(Source excerpt)
Posted by Xiangrui Meng <me...@gmail.com>.
If you have an m-by-n dataset and train a k-means model with k, the
cost for each iteration is

O(m * n * k) (assuming dense data)

Since m * n * k == n * m * k, so ideally you would expect the same run
time. However,

1. Communication. We need to broadcast current centers (m * k), do the
computation, and then collect the average centers from each partition
(m * k). Having a large n (#cols) will increase the communication
cost.

2. Load. How many partitions did you use? If there are 10k rows, maybe
the rows are distributed well. But if there are only 1000 rows, you
may have, for example, 400 rows on a single partition and then 200
rows on the other three. Then the run time is determined by the
largest partition size.

Hopefully these could explain your observation.

Best,
Xiangru

On Thu, Jul 24, 2014 at 2:30 PM, durin <ma...@simon-schaefer.net> wrote:
> As a source, I have a textfile with n rows that each contain m
> comma-separated integers.
> Each row is then converted into a feature vector with m features each.
>
> I've noticed, that given the same total filesize and number of features, a
> larger number of columns is much more expensive for training a KMeans model
> than a large number of rows.

(Aim of the task) Reproduce the entire k-means cost reply above, word for word and line for line.

(Pointing dataset records)
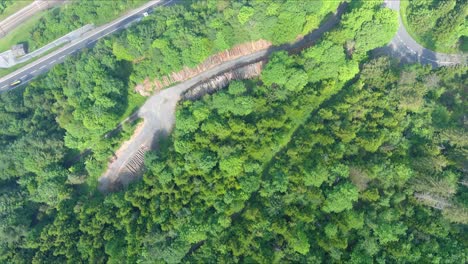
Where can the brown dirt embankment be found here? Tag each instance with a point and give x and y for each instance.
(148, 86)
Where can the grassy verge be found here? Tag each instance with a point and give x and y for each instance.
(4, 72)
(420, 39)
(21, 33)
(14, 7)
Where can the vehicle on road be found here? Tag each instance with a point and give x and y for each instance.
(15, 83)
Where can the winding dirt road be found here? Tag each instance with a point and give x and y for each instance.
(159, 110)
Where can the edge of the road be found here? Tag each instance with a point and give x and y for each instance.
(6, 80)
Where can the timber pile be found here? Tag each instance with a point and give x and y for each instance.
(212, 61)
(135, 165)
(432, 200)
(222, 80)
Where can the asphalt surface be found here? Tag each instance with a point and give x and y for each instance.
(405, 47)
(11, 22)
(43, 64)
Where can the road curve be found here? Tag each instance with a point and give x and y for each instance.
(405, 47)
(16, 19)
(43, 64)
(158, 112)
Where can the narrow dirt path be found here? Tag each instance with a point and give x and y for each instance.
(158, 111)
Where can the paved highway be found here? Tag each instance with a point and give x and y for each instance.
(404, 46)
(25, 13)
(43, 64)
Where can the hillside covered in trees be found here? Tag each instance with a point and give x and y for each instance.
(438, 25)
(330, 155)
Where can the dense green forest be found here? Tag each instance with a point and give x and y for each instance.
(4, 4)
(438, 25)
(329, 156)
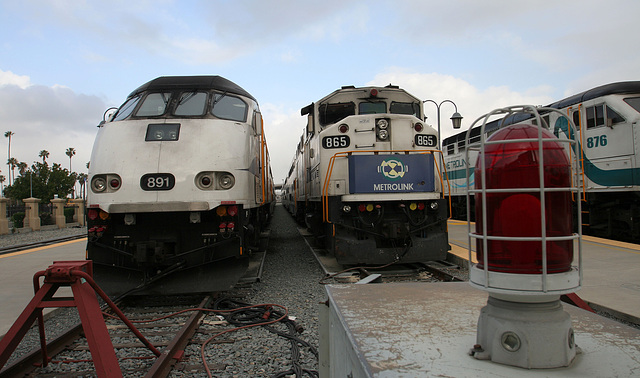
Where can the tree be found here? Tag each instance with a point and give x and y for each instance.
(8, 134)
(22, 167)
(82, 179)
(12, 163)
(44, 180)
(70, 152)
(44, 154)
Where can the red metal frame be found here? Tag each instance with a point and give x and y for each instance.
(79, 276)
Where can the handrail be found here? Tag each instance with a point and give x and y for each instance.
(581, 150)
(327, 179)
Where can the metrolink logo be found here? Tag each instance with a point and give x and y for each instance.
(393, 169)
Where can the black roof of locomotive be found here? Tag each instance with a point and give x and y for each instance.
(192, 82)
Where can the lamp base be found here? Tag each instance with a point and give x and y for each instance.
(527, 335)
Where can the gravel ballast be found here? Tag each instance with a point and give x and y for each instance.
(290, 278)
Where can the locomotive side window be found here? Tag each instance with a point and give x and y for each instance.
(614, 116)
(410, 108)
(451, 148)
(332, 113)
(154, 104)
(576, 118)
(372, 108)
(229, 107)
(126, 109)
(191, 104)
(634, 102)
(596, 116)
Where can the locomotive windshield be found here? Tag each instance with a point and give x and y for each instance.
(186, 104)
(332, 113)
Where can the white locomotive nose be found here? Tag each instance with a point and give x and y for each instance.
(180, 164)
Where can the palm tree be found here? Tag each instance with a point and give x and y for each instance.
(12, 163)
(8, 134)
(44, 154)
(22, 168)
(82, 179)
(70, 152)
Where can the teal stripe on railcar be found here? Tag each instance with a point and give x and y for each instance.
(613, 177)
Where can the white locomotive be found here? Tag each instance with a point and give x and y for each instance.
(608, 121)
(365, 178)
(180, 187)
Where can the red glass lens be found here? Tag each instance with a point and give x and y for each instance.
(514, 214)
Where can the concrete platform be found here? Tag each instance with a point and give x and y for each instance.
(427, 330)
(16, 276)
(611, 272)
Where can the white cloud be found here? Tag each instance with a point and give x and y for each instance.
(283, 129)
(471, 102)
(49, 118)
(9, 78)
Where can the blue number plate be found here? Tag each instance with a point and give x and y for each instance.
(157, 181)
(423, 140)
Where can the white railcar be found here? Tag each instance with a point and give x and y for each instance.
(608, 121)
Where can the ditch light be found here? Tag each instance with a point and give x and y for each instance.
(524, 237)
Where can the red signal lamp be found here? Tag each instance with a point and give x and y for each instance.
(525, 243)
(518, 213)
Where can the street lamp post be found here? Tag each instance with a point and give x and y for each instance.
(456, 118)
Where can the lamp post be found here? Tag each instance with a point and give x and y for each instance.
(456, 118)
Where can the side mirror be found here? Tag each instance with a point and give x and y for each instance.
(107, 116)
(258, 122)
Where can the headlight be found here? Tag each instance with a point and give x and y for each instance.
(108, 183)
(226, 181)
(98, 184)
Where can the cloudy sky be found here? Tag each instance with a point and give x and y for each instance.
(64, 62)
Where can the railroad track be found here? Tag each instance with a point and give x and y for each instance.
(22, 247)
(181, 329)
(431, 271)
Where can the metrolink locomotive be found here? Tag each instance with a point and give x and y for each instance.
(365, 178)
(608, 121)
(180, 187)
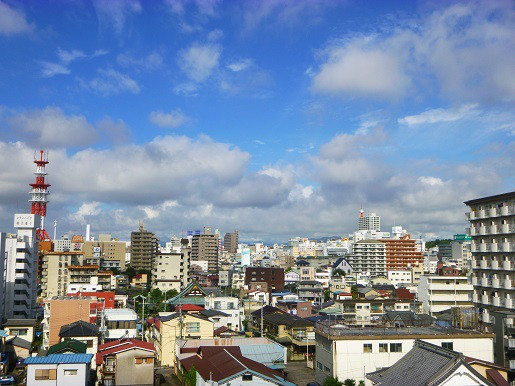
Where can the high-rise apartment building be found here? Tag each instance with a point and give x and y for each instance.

(Exercise result)
Posted by Xiangrui Meng <me...@gmail.com>.
If you have an m-by-n dataset and train a k-means model with k, the
cost for each iteration is

O(m * n * k) (assuming dense data)

Since m * n * k == n * m * k, so ideally you would expect the same run
time. However,

1. Communication. We need to broadcast current centers (m * k), do the
computation, and then collect the average centers from each partition
(m * k). Having a large n (#cols) will increase the communication
cost.

2. Load. How many partitions did you use? If there are 10k rows, maybe
the rows are distributed well. But if there are only 1000 rows, you
may have, for example, 400 rows on a single partition and then 200
rows on the other three. Then the run time is determined by the
largest partition size.

Hopefully these could explain your observation.

Best,
Xiangru

On Thu, Jul 24, 2014 at 2:30 PM, durin <ma...@simon-schaefer.net> wrote:
> As a source, I have a textfile with n rows that each contain m
> comma-separated integers.
> Each row is then converted into a feature vector with m features each.
>
> I've noticed, that given the same total filesize and number of features, a
> larger number of columns is much more expensive for training a KMeans model
> than a large number of rows.